▶ [Task to carry out] Please set out all the items below as a numbered list, skipping any blank lines. Leave the pictures out of your answer.

▶ [Excerpted records]
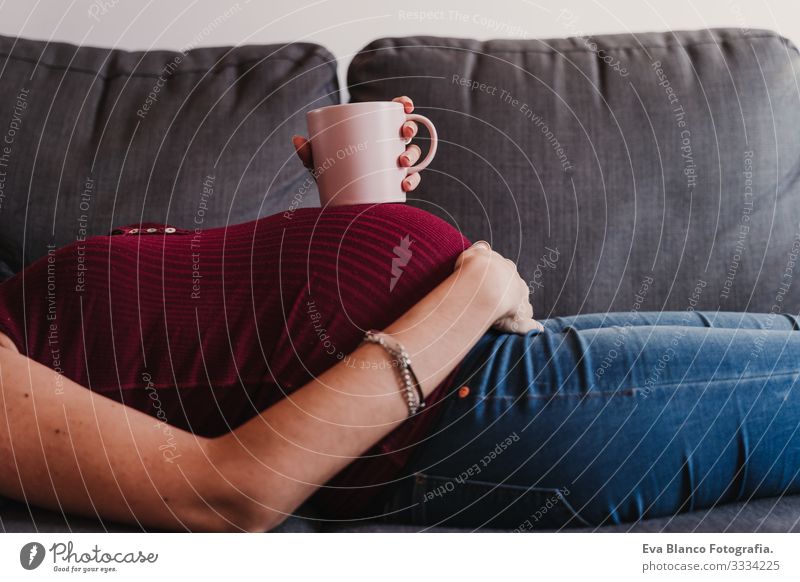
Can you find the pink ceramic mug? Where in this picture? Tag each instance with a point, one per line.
(356, 149)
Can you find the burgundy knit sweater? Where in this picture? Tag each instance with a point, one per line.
(203, 329)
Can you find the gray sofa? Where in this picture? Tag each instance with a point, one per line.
(639, 158)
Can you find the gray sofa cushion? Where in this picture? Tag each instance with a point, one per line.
(96, 138)
(616, 171)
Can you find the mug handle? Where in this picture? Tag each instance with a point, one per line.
(434, 142)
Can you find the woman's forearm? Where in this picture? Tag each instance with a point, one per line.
(279, 458)
(70, 449)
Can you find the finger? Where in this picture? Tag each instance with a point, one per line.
(411, 182)
(480, 246)
(409, 129)
(408, 104)
(303, 148)
(410, 156)
(518, 326)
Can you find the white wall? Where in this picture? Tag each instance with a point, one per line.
(344, 27)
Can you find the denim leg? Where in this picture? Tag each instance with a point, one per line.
(588, 423)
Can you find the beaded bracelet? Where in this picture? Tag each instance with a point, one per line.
(408, 380)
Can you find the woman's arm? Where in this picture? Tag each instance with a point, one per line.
(71, 449)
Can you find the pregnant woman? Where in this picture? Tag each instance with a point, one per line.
(215, 380)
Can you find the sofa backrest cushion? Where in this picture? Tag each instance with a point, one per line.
(96, 138)
(622, 172)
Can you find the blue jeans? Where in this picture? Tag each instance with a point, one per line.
(611, 418)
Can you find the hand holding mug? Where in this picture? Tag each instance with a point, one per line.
(357, 151)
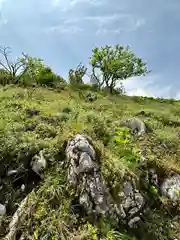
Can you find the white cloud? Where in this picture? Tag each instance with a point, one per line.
(146, 86)
(64, 29)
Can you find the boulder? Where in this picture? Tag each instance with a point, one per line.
(171, 187)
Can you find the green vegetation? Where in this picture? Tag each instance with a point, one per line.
(38, 118)
(112, 65)
(34, 118)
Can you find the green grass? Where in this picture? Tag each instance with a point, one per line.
(39, 118)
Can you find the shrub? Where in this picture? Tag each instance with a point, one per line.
(47, 77)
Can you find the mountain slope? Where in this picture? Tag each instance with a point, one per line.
(35, 119)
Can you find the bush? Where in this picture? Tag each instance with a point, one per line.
(47, 77)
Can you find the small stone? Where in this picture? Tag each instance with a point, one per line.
(132, 222)
(128, 190)
(2, 210)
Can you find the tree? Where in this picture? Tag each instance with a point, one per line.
(10, 67)
(76, 75)
(112, 65)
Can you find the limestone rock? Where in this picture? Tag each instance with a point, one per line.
(84, 174)
(171, 187)
(137, 126)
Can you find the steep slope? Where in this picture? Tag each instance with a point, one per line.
(147, 166)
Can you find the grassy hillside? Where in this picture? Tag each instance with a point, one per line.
(40, 118)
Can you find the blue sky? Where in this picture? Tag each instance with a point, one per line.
(63, 32)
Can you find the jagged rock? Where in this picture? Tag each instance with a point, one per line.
(91, 97)
(84, 174)
(137, 126)
(171, 187)
(133, 221)
(128, 189)
(152, 177)
(132, 203)
(2, 210)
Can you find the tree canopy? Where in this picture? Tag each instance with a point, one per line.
(112, 65)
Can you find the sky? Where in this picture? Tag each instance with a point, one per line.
(63, 33)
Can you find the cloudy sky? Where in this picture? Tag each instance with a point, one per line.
(63, 32)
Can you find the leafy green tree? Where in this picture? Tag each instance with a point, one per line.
(31, 67)
(76, 75)
(11, 68)
(112, 65)
(47, 77)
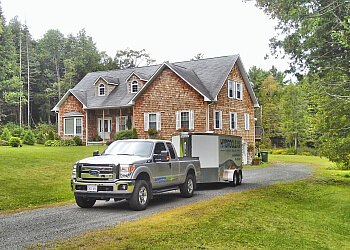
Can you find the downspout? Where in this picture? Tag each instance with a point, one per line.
(86, 129)
(208, 115)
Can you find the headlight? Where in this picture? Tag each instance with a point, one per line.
(74, 171)
(125, 171)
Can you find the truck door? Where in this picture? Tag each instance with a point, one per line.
(175, 165)
(162, 170)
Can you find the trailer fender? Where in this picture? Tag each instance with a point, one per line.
(229, 174)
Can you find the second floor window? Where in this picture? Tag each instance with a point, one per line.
(101, 89)
(134, 86)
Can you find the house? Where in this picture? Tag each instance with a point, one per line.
(201, 95)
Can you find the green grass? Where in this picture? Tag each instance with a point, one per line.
(32, 176)
(306, 214)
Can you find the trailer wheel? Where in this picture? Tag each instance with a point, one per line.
(140, 196)
(240, 178)
(84, 202)
(187, 189)
(234, 182)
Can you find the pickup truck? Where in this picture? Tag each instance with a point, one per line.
(133, 170)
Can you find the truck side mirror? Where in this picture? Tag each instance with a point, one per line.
(164, 156)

▶ [Result]
1. Can you find the pink ceramic mug? Where in this picture? Tag each instance with a point, one per line.
2. (356, 149)
3. Can you find the burgundy knit sweater? Where in this picture? Tag each instance with a point, one per line.
4. (203, 329)
5. Can you find the gray sofa? Where in this picture? Tag each instance with a point, one per line.
6. (639, 158)
7. Can you find the gray sofa cushion? Where in this picture? Tag each instance with a point, one per line.
8. (96, 138)
9. (616, 171)
10. Can you find the mug handle? Where in this picture? Tag each instance with a point, one per line.
11. (434, 142)
12. Can you find the woman's forearm? Where in this picture? Tag each instance with a point, one per line.
13. (279, 458)
14. (70, 449)
15. Can you find the finger? Where in this picture? Tag each instance with a point, one per line.
16. (411, 182)
17. (480, 246)
18. (409, 129)
19. (408, 104)
20. (303, 148)
21. (410, 156)
22. (518, 326)
23. Can you find the white wall? Where in this picture? Tag each instance with a point, one per line.
24. (344, 27)
25. Can you find the denim leg? Where in this picture? Tag each instance with a point, one per line.
26. (588, 423)
27. Can you find the beaded bracelet? Where in this picture? Tag each instance with a point, one per line.
28. (408, 380)
29. Can you find the woman's arm? Where in this picture? Tag each instance with a point, one per line.
30. (71, 449)
31. Can you find the pregnant woman? Where in this picture? Tag each instance with a point, one per line.
32. (215, 380)
33. Can you find the sofa backrest cushion? Where in this picture? Tag each instance with a point, one per line.
34. (96, 138)
35. (622, 172)
36. Can you find the blue jeans? Where in this picture? Tag each instance with a point, one per line.
37. (611, 418)
38. Can you find the hand holding mug? Where in this picture? Tag each instance with a point, one per line.
39. (357, 151)
40. Can you find the white cloud? Where in this picture? Tag each instance with a point, one per line.
41. (146, 86)
42. (64, 29)
43. Can you find the boulder? Where in this picture? Tag each instance with a point, one per line.
44. (171, 187)
45. Can you find the green vegetation? Where in this picture? Tag each instance with a point, one per line.
46. (38, 118)
47. (112, 65)
48. (34, 118)
49. Can you find the green grass? Where in this picture? Tag each instance with a point, one per line.
50. (39, 118)
51. Can you find the shrub? Where in this picture? Tag each instance with a point, one per line.
52. (47, 77)
53. Can you find the mountain slope? Where in this picture? Tag each instance with a point, one per line.
54. (35, 119)
55. Can you find the bush? Where in this picture? Tag each instance with a point, one per line.
56. (47, 77)
57. Can you find the small stone? Where in this picture? Tag each instance with a point, one per line.
58. (132, 222)
59. (128, 190)
60. (2, 210)
61. Can you find the tree? Where in this picture? Tag each instance with a point, one per line.
62. (10, 67)
63. (76, 75)
64. (112, 65)
65. Can you find the limestone rock? Where in this picture? Tag each instance with a point, one per line.
66. (84, 174)
67. (171, 187)
68. (137, 126)
69. Can you find the steep slope? Where in this picture? Tag each instance with a point, one per line.
70. (147, 166)
71. Can you find the grassy hillside? Where in this picture? Tag each instance with a point, one per line.
72. (40, 118)
73. Can you find the blue sky? Where in this picture? Tag each instance with a point, one per line.
74. (63, 32)
75. Can you find the jagged rock? Where in this picture? Tag each instance with a point, one per line.
76. (91, 97)
77. (84, 174)
78. (137, 126)
79. (171, 187)
80. (133, 221)
81. (128, 189)
82. (152, 177)
83. (132, 203)
84. (2, 210)
85. Can you find the tree canopy? Where in this picture? Tag each instance with a point, one per line.
86. (112, 65)
87. Can you find the sky? Where in this picture? Tag each instance with a point, one per line.
88. (63, 33)
89. Can you find the cloudy sky? Where in this picture? Tag each instance with a point, one per line.
90. (63, 32)
91. Can you find the leafy green tree? Where in this picture? Tag each instance with a point, one per line.
92. (31, 67)
93. (76, 75)
94. (11, 68)
95. (112, 65)
96. (47, 77)
97. Can you find the downspout? Where in this picture? Tag each instance with a point, one per line.
98. (86, 129)
99. (208, 115)
100. Can you find the headlight? Where in this picture? Tag each instance with a point, one per line.
101. (74, 171)
102. (125, 171)
103. Can you find the truck door? Where in this picture? Tag each instance with a point, one per line.
104. (175, 165)
105. (162, 170)
106. Can you find the trailer fender? Where in this picture? Tag each instance with a point, one per line.
107. (229, 174)
108. Can you find the second floor window? Where in this picture? Tag each instance with a point, one per line.
109. (101, 89)
110. (134, 86)
111. Can you find the house? Where in this picture? Tag each instance with a point, one per line.
112. (201, 95)
113. Can you find the green grass? Where in this picture? Tag each instance with a point, one per line.
114. (32, 176)
115. (306, 214)
116. Can you find the trailer wheel? Where in this picture? Tag each instance with a point, one per line.
117. (140, 196)
118. (240, 178)
119. (84, 202)
120. (187, 189)
121. (234, 182)
122. Can you find the pickup truck? Where in this picture? Tag each instance with a point, one per line.
123. (133, 170)
124. Can you find the truck side mirror? Where in this picture? Tag each instance with a point, one per line.
125. (164, 156)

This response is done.